Little-known Miami biotech Veru saw its shares jump this week after reporting seemingly positive data from a small phase 2 in COVID-19 patients.
Better known for its oncology work, Veru decided to use its cancer asset VERU-111 in a phase 2 test across 40 hospitalized patients at high risk of acute respiratory distress syndrome (ARDS) from SARS-CoV-2, a common issue that heightens the risk of death from the virus.
The idea is that the oral drug has an impact on the so-called microtubules of the cytoskeleton of cells, blocking off the roads that the virus can travel.
The data showed Veru's treatment, when pitted against placebo, had a “statistically significant and clinically meaningful reduction” in the proportion of patients who are treatment failures (dead or alive with respiratory failure) with a 30% treatment failure rate in the placebo group (20 patients) compared to 5.6% in the VERU-111 treated group (18 patients) after 29 days.

Entries shown:
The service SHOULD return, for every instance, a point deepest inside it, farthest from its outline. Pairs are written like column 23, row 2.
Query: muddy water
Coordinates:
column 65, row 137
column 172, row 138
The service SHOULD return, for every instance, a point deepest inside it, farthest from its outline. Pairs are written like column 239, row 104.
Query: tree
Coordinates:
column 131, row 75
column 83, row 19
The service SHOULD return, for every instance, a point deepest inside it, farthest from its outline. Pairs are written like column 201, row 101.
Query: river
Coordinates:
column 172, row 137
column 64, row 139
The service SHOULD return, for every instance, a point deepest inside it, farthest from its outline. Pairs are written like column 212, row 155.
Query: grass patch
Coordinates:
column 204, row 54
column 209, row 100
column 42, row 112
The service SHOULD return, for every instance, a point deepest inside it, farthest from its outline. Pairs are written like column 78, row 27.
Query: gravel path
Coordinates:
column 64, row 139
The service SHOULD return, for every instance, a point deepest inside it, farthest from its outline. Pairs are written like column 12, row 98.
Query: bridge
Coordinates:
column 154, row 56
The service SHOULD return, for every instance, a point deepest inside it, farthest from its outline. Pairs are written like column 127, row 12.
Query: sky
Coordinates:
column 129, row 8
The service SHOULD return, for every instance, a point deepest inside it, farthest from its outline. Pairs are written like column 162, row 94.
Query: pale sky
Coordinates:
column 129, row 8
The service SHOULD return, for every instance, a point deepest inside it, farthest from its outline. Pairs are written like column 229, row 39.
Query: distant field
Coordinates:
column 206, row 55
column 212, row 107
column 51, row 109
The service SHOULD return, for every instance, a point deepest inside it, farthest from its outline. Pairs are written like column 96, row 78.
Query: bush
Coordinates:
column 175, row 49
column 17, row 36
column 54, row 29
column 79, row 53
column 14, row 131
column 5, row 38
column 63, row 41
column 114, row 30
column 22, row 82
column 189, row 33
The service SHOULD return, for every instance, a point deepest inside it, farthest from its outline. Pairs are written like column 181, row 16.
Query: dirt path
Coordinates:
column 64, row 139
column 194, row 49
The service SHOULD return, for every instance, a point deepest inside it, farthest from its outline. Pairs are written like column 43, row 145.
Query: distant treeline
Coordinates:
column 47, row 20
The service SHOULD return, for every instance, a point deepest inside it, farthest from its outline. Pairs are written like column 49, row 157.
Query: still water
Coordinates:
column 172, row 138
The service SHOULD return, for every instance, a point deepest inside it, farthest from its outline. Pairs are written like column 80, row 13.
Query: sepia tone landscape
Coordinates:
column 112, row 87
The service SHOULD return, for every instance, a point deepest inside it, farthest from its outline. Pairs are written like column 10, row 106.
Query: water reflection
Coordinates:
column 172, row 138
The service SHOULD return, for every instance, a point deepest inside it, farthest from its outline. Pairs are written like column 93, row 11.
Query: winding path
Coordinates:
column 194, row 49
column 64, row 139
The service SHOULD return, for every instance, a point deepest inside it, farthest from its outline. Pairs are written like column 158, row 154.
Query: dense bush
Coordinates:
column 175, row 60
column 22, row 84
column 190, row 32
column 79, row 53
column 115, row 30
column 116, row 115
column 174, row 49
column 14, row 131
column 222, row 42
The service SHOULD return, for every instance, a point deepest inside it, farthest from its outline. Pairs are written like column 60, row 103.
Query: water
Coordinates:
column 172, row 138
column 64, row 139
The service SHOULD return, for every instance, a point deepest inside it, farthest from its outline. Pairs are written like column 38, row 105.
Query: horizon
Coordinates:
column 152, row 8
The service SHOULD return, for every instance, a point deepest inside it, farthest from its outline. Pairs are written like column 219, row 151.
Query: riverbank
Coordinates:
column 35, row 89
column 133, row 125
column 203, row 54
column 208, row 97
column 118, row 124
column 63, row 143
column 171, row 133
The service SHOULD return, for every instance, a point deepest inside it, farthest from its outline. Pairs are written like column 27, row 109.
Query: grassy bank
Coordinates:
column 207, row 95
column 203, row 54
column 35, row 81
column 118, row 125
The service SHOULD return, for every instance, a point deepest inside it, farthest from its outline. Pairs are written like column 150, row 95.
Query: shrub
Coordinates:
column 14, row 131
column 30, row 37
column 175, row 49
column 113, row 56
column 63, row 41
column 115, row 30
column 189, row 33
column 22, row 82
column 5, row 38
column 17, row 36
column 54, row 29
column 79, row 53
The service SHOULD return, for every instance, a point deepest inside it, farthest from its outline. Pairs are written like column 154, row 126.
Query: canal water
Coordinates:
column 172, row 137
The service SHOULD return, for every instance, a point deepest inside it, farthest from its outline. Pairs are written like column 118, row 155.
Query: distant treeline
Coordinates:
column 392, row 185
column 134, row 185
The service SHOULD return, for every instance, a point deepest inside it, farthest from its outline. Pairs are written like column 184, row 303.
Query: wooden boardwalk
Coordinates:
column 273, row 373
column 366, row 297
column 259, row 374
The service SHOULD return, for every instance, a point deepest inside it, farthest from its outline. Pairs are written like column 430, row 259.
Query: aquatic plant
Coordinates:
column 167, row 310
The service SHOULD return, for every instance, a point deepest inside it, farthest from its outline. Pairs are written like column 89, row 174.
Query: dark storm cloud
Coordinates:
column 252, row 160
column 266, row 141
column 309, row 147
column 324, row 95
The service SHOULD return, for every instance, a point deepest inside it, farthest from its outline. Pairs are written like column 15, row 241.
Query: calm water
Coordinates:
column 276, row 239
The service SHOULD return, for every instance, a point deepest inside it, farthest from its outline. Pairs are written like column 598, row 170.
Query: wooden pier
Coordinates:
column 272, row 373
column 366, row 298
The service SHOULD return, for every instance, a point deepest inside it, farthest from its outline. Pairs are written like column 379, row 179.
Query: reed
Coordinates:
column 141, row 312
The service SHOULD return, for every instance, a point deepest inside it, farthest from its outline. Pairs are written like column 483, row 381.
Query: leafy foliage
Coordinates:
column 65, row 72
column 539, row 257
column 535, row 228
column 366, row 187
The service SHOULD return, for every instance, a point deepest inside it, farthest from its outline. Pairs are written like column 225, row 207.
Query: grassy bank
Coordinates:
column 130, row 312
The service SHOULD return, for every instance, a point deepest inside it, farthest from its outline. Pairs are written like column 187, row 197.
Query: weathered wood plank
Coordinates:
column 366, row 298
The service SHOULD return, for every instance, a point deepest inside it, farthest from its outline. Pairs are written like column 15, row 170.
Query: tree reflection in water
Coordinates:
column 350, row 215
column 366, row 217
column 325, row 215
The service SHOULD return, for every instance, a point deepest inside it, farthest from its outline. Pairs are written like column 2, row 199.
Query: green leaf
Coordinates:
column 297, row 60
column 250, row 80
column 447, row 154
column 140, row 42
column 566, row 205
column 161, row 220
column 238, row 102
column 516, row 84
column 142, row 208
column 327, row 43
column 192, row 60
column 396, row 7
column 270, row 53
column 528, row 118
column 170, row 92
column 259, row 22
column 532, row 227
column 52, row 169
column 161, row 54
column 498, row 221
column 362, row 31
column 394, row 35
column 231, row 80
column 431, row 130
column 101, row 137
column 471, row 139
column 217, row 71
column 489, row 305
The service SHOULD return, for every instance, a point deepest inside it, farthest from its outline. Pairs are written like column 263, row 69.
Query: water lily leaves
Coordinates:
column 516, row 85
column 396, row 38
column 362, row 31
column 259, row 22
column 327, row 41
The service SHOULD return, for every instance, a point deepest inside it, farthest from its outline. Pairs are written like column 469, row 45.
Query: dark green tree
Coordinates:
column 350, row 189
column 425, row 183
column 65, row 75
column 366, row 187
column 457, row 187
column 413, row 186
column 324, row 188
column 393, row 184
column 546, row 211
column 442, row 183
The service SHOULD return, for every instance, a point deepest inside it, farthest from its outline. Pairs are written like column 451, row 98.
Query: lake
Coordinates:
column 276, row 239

What the exercise asks:
Write out the portion of the article on Veru's COVID-19 trial between "The idea is" and "after 29 days.", inclusive.

Response to this exercise:
The idea is that the oral drug has an impact on the so-called microtubules of the cytoskeleton of cells, blocking off the roads that the virus can travel.
The data showed Veru's treatment, when pitted against placebo, had a “statistically significant and clinically meaningful reduction” in the proportion of patients who are treatment failures (dead or alive with respiratory failure) with a 30% treatment failure rate in the placebo group (20 patients) compared to 5.6% in the VERU-111 treated group (18 patients) after 29 days.